__INSTRUCTIONS FOR THE TASK__
Which lines in the records below contain the word "small"? Return each of them.

(RECORDED INFORMATION Opens)

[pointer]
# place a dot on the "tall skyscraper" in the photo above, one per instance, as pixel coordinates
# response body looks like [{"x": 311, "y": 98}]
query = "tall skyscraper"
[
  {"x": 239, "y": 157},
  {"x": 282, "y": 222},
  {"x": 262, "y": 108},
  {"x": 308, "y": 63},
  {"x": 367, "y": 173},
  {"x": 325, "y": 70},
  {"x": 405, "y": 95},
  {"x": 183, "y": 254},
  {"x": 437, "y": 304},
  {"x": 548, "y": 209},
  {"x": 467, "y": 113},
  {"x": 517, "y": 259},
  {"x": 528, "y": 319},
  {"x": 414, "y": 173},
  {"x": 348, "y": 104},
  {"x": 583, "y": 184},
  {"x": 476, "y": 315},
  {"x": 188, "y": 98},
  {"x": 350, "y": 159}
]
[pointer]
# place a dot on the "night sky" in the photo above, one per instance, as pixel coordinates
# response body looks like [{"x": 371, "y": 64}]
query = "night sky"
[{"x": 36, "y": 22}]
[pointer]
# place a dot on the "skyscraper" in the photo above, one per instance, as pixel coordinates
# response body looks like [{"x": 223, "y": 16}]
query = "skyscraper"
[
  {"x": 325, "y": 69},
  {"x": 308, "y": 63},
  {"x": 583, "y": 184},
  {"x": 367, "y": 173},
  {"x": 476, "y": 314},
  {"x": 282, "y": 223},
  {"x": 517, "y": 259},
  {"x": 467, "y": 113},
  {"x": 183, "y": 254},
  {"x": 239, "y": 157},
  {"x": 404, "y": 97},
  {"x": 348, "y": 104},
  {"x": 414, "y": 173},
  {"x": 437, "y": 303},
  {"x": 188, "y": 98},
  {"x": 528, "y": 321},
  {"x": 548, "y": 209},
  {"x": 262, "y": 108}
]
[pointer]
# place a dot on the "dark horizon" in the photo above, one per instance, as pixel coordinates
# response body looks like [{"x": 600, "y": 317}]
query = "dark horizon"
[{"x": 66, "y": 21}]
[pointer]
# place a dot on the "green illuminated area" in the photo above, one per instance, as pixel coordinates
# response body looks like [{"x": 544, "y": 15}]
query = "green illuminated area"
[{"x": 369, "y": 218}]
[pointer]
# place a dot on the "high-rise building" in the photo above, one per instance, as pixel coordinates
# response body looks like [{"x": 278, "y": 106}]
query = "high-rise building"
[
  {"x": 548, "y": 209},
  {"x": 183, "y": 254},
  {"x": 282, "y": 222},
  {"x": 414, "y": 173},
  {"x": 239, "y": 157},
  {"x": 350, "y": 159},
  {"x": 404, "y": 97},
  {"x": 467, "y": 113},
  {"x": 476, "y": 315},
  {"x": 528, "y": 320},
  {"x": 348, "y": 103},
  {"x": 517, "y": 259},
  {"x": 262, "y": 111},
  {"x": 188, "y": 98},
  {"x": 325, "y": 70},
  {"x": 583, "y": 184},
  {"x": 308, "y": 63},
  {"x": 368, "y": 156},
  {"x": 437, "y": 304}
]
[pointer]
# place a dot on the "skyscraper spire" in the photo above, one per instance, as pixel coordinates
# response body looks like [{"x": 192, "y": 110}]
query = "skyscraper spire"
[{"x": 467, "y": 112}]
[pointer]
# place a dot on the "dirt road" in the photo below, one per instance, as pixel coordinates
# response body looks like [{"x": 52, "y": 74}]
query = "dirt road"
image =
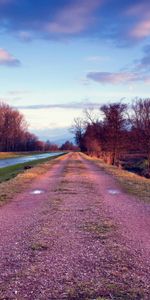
[{"x": 81, "y": 238}]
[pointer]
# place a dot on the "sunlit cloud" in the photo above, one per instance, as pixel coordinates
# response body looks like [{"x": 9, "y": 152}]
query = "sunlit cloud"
[
  {"x": 73, "y": 18},
  {"x": 97, "y": 58},
  {"x": 113, "y": 78},
  {"x": 6, "y": 59}
]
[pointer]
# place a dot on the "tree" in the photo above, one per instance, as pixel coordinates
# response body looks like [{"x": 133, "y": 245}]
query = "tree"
[
  {"x": 114, "y": 123},
  {"x": 140, "y": 120}
]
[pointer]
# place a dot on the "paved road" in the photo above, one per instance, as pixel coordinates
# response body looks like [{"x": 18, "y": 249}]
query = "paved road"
[{"x": 81, "y": 238}]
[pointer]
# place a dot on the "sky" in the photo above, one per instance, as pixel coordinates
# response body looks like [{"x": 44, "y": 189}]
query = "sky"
[{"x": 58, "y": 57}]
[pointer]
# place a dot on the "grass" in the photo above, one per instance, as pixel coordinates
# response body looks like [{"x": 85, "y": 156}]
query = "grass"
[
  {"x": 131, "y": 183},
  {"x": 12, "y": 171},
  {"x": 5, "y": 155},
  {"x": 10, "y": 188},
  {"x": 39, "y": 247},
  {"x": 101, "y": 230}
]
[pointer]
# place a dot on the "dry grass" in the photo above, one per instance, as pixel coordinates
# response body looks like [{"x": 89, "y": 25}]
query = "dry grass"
[
  {"x": 9, "y": 189},
  {"x": 4, "y": 155},
  {"x": 130, "y": 182}
]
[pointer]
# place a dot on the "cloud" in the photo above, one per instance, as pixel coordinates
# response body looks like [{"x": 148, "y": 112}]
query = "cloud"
[
  {"x": 123, "y": 21},
  {"x": 74, "y": 18},
  {"x": 72, "y": 105},
  {"x": 141, "y": 27},
  {"x": 97, "y": 58},
  {"x": 6, "y": 59},
  {"x": 115, "y": 78}
]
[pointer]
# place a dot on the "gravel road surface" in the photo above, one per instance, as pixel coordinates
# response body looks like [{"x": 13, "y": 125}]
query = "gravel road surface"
[{"x": 74, "y": 234}]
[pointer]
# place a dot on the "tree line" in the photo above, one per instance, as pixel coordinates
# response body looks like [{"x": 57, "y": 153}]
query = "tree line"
[
  {"x": 120, "y": 128},
  {"x": 14, "y": 134}
]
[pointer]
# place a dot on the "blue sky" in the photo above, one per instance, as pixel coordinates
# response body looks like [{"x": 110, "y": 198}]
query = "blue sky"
[{"x": 58, "y": 57}]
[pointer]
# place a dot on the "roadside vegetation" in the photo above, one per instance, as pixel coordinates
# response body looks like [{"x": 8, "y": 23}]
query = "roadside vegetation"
[
  {"x": 10, "y": 172},
  {"x": 130, "y": 182},
  {"x": 119, "y": 135},
  {"x": 22, "y": 179}
]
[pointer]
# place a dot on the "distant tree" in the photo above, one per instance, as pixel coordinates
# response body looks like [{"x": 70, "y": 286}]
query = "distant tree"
[
  {"x": 114, "y": 123},
  {"x": 140, "y": 120},
  {"x": 68, "y": 146},
  {"x": 78, "y": 129}
]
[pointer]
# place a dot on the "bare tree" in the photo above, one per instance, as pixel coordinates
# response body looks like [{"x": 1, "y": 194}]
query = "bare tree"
[
  {"x": 141, "y": 125},
  {"x": 114, "y": 127}
]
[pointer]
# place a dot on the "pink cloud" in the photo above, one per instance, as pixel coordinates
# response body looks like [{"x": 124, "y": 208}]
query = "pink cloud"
[
  {"x": 74, "y": 18},
  {"x": 7, "y": 59},
  {"x": 141, "y": 30},
  {"x": 114, "y": 78}
]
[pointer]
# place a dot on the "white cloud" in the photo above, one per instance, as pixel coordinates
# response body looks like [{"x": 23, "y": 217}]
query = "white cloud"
[{"x": 7, "y": 59}]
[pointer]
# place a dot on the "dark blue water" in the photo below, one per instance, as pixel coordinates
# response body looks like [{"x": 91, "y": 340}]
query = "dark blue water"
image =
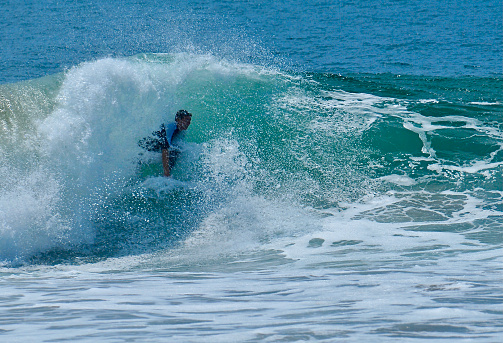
[
  {"x": 342, "y": 178},
  {"x": 442, "y": 38}
]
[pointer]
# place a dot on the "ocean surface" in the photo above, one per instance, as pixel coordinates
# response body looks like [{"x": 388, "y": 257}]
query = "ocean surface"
[{"x": 341, "y": 181}]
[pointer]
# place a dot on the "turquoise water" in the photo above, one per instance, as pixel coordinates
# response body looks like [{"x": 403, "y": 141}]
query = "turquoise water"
[{"x": 339, "y": 189}]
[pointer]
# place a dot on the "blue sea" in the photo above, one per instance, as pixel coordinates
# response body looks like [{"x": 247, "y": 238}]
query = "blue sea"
[{"x": 341, "y": 181}]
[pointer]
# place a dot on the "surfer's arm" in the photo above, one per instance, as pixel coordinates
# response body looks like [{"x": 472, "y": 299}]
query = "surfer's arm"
[{"x": 165, "y": 162}]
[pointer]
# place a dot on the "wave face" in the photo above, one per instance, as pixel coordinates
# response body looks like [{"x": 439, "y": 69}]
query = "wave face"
[{"x": 266, "y": 150}]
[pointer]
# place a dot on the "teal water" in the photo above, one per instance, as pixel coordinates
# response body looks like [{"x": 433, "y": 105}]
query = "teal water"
[{"x": 339, "y": 189}]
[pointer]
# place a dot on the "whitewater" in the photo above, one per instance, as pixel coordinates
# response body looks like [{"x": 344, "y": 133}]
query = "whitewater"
[{"x": 352, "y": 192}]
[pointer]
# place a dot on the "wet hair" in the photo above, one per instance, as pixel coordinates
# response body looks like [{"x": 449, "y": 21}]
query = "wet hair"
[{"x": 182, "y": 113}]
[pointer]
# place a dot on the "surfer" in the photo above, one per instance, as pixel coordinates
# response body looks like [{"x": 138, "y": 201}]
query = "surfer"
[{"x": 161, "y": 140}]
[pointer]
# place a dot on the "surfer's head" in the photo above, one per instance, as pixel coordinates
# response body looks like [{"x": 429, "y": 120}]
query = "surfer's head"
[{"x": 183, "y": 119}]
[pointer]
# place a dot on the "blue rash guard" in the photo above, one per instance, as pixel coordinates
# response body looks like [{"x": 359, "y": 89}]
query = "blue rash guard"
[{"x": 160, "y": 139}]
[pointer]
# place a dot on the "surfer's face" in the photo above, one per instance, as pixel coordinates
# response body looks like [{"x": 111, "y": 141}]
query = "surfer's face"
[{"x": 183, "y": 122}]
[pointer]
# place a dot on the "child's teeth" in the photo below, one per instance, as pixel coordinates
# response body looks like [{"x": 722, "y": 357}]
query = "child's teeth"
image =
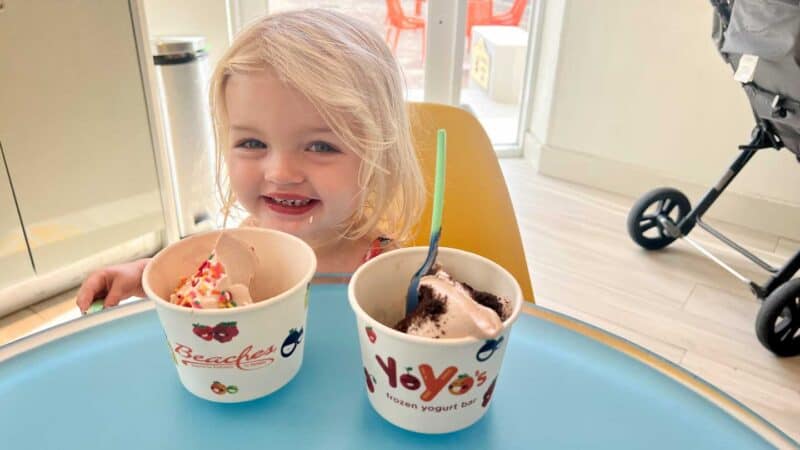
[{"x": 293, "y": 202}]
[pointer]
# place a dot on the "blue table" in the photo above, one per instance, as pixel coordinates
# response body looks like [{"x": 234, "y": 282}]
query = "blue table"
[{"x": 112, "y": 384}]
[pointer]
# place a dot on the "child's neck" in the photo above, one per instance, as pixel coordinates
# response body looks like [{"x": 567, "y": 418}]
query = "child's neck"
[{"x": 341, "y": 256}]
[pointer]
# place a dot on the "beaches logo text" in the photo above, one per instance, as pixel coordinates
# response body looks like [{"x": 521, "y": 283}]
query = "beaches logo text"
[{"x": 249, "y": 358}]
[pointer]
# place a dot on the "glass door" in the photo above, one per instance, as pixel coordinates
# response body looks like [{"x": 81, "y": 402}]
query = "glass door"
[
  {"x": 401, "y": 22},
  {"x": 479, "y": 59},
  {"x": 472, "y": 53}
]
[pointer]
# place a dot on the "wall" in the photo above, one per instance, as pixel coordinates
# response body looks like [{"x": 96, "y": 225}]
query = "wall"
[{"x": 633, "y": 95}]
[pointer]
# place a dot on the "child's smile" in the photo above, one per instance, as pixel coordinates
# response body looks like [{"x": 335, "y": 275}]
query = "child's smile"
[{"x": 292, "y": 204}]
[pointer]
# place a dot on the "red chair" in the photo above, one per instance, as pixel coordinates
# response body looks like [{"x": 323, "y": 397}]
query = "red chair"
[
  {"x": 399, "y": 21},
  {"x": 511, "y": 17},
  {"x": 479, "y": 12}
]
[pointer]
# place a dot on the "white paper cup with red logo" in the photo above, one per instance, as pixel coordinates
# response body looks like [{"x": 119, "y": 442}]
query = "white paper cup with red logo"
[
  {"x": 243, "y": 353},
  {"x": 423, "y": 384}
]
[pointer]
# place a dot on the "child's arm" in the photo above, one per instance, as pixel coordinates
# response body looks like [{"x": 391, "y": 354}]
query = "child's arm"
[{"x": 115, "y": 283}]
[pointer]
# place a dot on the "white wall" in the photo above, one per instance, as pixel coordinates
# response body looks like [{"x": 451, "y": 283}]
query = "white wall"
[{"x": 632, "y": 95}]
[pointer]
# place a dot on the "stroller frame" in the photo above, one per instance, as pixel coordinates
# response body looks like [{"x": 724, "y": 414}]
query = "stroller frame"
[
  {"x": 762, "y": 139},
  {"x": 769, "y": 35}
]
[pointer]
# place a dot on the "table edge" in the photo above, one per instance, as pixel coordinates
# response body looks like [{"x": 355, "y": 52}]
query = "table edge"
[{"x": 725, "y": 402}]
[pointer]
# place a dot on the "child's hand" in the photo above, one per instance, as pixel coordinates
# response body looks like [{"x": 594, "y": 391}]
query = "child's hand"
[{"x": 114, "y": 283}]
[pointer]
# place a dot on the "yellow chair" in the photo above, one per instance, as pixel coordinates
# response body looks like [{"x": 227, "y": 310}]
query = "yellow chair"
[{"x": 478, "y": 215}]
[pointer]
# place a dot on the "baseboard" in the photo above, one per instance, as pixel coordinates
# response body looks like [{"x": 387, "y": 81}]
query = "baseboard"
[{"x": 762, "y": 214}]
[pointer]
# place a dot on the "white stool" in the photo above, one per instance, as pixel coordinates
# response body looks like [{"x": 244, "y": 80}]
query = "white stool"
[{"x": 497, "y": 59}]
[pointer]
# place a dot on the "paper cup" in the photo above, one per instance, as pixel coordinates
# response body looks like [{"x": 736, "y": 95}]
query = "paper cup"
[
  {"x": 423, "y": 384},
  {"x": 236, "y": 354}
]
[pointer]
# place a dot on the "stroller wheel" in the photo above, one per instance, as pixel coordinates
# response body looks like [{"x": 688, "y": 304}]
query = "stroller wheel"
[
  {"x": 645, "y": 225},
  {"x": 778, "y": 321}
]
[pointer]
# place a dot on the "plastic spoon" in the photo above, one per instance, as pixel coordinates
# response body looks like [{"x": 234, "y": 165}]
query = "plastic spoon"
[{"x": 412, "y": 298}]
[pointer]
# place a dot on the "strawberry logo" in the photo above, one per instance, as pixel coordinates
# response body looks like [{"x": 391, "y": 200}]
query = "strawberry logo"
[
  {"x": 225, "y": 331},
  {"x": 488, "y": 395},
  {"x": 222, "y": 332},
  {"x": 291, "y": 342},
  {"x": 220, "y": 389},
  {"x": 370, "y": 381},
  {"x": 488, "y": 349},
  {"x": 205, "y": 332},
  {"x": 371, "y": 335},
  {"x": 461, "y": 385}
]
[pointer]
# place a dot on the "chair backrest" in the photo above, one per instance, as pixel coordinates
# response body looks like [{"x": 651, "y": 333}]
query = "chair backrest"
[
  {"x": 478, "y": 215},
  {"x": 517, "y": 9}
]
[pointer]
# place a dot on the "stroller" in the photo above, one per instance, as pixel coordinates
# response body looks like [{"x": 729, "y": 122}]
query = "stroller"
[{"x": 760, "y": 39}]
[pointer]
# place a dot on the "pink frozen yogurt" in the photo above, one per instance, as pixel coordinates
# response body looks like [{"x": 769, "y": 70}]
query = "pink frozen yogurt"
[{"x": 223, "y": 280}]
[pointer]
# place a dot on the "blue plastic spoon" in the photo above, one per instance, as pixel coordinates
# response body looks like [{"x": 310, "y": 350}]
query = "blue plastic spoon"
[{"x": 412, "y": 298}]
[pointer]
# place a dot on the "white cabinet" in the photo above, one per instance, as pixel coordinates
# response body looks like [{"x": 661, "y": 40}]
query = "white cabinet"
[{"x": 75, "y": 130}]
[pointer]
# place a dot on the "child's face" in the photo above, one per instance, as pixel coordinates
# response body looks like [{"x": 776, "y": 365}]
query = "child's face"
[{"x": 286, "y": 166}]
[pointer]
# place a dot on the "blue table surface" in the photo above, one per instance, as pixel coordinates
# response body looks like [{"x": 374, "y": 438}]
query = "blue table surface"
[{"x": 115, "y": 386}]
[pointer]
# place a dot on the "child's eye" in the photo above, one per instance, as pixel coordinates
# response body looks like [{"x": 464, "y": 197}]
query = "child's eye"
[
  {"x": 322, "y": 147},
  {"x": 251, "y": 144}
]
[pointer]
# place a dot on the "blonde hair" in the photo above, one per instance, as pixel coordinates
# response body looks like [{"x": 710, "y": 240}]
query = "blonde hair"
[{"x": 344, "y": 68}]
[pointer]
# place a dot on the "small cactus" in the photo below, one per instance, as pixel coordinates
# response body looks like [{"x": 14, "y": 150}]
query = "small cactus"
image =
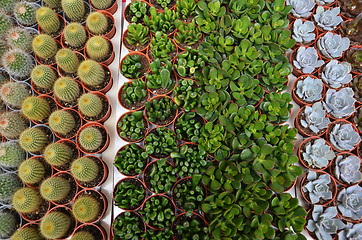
[
  {"x": 90, "y": 105},
  {"x": 26, "y": 200},
  {"x": 97, "y": 48},
  {"x": 84, "y": 169},
  {"x": 44, "y": 46},
  {"x": 31, "y": 171},
  {"x": 86, "y": 208},
  {"x": 48, "y": 20},
  {"x": 67, "y": 60},
  {"x": 55, "y": 225},
  {"x": 75, "y": 35},
  {"x": 14, "y": 93},
  {"x": 33, "y": 140},
  {"x": 62, "y": 122},
  {"x": 11, "y": 155},
  {"x": 58, "y": 154},
  {"x": 97, "y": 23}
]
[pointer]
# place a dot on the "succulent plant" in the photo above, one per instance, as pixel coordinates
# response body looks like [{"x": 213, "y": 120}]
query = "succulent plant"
[{"x": 307, "y": 60}]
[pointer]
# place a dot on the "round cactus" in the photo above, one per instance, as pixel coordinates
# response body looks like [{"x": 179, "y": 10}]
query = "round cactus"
[
  {"x": 84, "y": 169},
  {"x": 55, "y": 225},
  {"x": 97, "y": 23},
  {"x": 67, "y": 60},
  {"x": 47, "y": 20},
  {"x": 26, "y": 200},
  {"x": 45, "y": 46},
  {"x": 97, "y": 48},
  {"x": 90, "y": 105},
  {"x": 31, "y": 171},
  {"x": 62, "y": 122},
  {"x": 86, "y": 208},
  {"x": 33, "y": 140},
  {"x": 11, "y": 155}
]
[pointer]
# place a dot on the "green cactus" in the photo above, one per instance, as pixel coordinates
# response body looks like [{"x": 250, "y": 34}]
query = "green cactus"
[
  {"x": 14, "y": 93},
  {"x": 26, "y": 200},
  {"x": 11, "y": 155},
  {"x": 55, "y": 225},
  {"x": 74, "y": 9},
  {"x": 62, "y": 122},
  {"x": 97, "y": 48},
  {"x": 43, "y": 77},
  {"x": 44, "y": 46},
  {"x": 67, "y": 60},
  {"x": 75, "y": 35},
  {"x": 86, "y": 208},
  {"x": 84, "y": 169},
  {"x": 33, "y": 140},
  {"x": 31, "y": 171},
  {"x": 35, "y": 108},
  {"x": 97, "y": 23}
]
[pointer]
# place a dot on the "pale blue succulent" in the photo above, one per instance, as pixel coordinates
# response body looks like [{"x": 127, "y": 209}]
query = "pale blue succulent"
[
  {"x": 315, "y": 118},
  {"x": 307, "y": 60},
  {"x": 324, "y": 223},
  {"x": 347, "y": 169},
  {"x": 344, "y": 137},
  {"x": 349, "y": 202},
  {"x": 335, "y": 74},
  {"x": 340, "y": 103},
  {"x": 332, "y": 45},
  {"x": 317, "y": 187},
  {"x": 328, "y": 19}
]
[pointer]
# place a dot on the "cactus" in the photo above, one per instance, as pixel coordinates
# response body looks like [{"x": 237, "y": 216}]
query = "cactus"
[
  {"x": 48, "y": 20},
  {"x": 90, "y": 105},
  {"x": 54, "y": 188},
  {"x": 33, "y": 140},
  {"x": 97, "y": 23},
  {"x": 74, "y": 9},
  {"x": 26, "y": 200},
  {"x": 44, "y": 46},
  {"x": 55, "y": 225},
  {"x": 97, "y": 48},
  {"x": 43, "y": 77},
  {"x": 67, "y": 60},
  {"x": 12, "y": 124},
  {"x": 35, "y": 108},
  {"x": 31, "y": 171},
  {"x": 75, "y": 35},
  {"x": 91, "y": 73},
  {"x": 11, "y": 155},
  {"x": 62, "y": 122},
  {"x": 86, "y": 208},
  {"x": 84, "y": 169}
]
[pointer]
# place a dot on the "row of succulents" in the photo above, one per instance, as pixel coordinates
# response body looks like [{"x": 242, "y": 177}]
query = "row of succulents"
[{"x": 54, "y": 106}]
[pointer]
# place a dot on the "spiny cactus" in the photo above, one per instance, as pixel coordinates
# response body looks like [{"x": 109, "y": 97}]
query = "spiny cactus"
[
  {"x": 75, "y": 35},
  {"x": 97, "y": 23},
  {"x": 26, "y": 200},
  {"x": 90, "y": 105},
  {"x": 62, "y": 122},
  {"x": 44, "y": 46},
  {"x": 31, "y": 171},
  {"x": 33, "y": 139},
  {"x": 86, "y": 208},
  {"x": 84, "y": 169},
  {"x": 55, "y": 225},
  {"x": 97, "y": 48},
  {"x": 67, "y": 60},
  {"x": 11, "y": 155}
]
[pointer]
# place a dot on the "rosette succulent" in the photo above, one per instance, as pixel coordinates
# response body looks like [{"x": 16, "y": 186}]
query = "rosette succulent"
[
  {"x": 318, "y": 154},
  {"x": 349, "y": 202},
  {"x": 307, "y": 60},
  {"x": 332, "y": 45}
]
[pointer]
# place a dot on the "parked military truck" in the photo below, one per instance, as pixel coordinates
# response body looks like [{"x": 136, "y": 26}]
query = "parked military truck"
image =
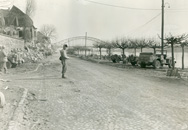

(RECORDED INFORMATION Closes)

__SOLUTION TO THIS PROBLEM__
# place a dot on the "small cactus" in the photo below, one per instance, as pixel coordinates
query = "small cactus"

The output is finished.